* [Goal] Starting with the line that contains "man in blue sweatshirt -> box" and continuing through the line that contains "616,157 -> 777,580", turn those lines of the records into a JSON list of strings, one string per line, with both end lines included. Leave out any blank lines.

Begin Dataset excerpts

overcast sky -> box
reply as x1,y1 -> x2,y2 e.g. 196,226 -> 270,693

End Dataset excerpts
Begin Dataset excerpts

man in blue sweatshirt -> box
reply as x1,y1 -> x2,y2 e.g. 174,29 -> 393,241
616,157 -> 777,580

End Dataset excerpts

* [The response]
[
  "man in blue sweatshirt -> box",
  "reply as x1,y1 -> x2,y2 e.g. 174,29 -> 393,241",
  "616,157 -> 777,580"
]